* **YOUR TASK**: Start at the line holding "One point belongs on each instance of the person". Write out that line and each one after it to the end of the data, unchanged.

Stored data entries:

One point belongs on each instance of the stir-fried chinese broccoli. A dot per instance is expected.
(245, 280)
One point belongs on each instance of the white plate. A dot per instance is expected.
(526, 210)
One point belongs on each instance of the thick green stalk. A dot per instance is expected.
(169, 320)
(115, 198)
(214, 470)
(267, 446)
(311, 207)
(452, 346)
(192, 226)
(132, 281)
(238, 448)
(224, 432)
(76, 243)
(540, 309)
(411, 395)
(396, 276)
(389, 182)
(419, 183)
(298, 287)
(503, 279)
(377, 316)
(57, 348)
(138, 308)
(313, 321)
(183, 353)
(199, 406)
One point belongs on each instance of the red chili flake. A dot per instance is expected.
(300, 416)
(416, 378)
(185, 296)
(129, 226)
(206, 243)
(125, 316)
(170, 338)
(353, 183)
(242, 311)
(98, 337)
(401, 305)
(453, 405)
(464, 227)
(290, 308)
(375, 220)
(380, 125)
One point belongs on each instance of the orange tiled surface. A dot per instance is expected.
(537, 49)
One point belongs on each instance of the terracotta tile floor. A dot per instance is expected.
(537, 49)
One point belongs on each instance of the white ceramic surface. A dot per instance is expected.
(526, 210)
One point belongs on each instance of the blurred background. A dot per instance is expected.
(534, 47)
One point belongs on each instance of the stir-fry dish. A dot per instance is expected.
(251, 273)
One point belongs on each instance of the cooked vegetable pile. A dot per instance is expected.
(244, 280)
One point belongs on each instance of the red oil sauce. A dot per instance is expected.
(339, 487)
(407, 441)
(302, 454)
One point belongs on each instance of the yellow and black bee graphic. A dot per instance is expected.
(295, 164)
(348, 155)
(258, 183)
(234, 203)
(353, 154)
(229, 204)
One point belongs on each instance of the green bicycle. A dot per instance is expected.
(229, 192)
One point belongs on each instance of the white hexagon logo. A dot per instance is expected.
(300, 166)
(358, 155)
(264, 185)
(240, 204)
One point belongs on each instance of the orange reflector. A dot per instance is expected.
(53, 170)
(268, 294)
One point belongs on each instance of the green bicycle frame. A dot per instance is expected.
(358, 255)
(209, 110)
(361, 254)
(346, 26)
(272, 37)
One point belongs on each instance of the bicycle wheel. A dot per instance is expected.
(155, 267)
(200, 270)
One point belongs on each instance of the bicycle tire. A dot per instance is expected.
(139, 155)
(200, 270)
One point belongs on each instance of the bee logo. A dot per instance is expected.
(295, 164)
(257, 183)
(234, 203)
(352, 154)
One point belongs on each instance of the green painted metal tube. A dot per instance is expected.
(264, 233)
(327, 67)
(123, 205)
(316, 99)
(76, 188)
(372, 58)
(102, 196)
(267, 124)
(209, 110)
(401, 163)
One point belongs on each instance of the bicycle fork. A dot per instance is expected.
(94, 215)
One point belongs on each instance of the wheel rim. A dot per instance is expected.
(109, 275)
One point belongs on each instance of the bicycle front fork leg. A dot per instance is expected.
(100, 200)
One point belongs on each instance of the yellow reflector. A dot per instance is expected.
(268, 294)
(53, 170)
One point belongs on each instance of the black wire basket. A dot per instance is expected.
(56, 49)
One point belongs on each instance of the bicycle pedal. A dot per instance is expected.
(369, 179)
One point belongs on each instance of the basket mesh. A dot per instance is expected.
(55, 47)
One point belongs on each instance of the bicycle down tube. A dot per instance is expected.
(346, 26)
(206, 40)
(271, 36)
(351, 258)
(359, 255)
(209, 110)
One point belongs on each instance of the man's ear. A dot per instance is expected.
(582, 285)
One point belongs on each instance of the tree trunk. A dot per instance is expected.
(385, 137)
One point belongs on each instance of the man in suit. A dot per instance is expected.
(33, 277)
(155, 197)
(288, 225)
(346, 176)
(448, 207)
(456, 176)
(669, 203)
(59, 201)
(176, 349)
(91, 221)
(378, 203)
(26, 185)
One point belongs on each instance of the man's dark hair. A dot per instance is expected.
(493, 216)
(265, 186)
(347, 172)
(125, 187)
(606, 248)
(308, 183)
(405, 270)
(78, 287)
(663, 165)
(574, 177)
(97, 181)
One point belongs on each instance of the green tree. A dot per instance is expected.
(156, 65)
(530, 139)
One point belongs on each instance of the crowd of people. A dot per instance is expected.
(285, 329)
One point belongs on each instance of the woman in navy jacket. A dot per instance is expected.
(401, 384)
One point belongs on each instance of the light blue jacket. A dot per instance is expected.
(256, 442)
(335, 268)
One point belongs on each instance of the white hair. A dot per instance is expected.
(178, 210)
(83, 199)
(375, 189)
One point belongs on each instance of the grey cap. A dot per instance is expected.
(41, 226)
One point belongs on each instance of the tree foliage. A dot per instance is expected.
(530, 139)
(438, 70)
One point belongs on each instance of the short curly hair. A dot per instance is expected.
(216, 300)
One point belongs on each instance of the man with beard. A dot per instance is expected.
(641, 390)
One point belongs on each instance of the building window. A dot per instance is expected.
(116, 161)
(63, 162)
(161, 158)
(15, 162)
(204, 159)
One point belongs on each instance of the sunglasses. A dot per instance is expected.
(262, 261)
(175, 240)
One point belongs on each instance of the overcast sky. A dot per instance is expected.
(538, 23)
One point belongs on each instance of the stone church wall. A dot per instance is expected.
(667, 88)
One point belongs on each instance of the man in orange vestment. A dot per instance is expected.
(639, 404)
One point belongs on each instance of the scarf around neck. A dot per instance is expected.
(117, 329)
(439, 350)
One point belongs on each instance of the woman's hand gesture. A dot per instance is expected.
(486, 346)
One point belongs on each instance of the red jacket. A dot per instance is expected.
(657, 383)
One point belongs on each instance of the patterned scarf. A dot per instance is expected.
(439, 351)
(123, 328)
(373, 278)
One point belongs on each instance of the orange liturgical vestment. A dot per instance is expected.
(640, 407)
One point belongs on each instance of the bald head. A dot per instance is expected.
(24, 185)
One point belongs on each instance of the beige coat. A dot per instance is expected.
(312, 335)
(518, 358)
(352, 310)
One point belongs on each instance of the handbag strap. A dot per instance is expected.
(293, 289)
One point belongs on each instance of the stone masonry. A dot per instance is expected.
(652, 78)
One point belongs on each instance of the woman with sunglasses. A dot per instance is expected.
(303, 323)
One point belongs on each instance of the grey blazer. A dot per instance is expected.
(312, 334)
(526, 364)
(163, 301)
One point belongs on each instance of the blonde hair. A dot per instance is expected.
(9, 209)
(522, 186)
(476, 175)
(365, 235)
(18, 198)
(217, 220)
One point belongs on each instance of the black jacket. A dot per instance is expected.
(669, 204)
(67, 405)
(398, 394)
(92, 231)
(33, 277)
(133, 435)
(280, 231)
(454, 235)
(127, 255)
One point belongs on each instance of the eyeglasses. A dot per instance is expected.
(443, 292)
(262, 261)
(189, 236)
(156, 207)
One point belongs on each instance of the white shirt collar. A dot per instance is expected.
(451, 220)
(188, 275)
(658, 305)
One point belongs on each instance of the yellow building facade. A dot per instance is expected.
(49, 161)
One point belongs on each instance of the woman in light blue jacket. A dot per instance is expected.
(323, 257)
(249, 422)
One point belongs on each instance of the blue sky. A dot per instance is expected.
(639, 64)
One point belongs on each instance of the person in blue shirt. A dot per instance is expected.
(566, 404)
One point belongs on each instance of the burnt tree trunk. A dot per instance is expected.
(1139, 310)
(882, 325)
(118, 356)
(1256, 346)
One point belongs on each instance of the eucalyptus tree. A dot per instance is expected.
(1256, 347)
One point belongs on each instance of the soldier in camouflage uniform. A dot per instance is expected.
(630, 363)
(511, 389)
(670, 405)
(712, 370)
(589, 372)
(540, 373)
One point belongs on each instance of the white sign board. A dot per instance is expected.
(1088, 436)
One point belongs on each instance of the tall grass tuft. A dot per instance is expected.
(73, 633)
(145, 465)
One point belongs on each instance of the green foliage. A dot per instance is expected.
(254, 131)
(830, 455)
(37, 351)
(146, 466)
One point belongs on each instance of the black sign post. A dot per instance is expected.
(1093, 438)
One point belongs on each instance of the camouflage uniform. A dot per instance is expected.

* **EXERCISE SOLUTION**:
One point belongs on each instance of the person in blue shirt. A dot per instance is expected.
(566, 404)
One point belongs on each instance of the burnt tree trunk. A dot per instance is expected.
(1139, 310)
(882, 325)
(118, 356)
(1256, 346)
One point belongs on each instance of the eucalyptus tree. A dot per instance is expected.
(1256, 347)
One point belongs on each instance of the soldier in camouflage uniform. A dot per instance is expected.
(630, 363)
(511, 389)
(670, 405)
(712, 370)
(589, 372)
(540, 373)
One point belongs on each instance of the white sign board. A dot per instance is expected.
(1088, 436)
One point belongs on each instance of the tall grass tuft. A dot per instance is expected.
(73, 633)
(145, 465)
One point belongs on each instance of the green foliage. A dot per instance is expected.
(254, 131)
(830, 455)
(37, 351)
(146, 466)
One point belongs on each instance of the black sign post. A dot per instance is expected.
(1093, 438)
One point belongs on each instance of the camouflage uniform. A dot per instance is expected.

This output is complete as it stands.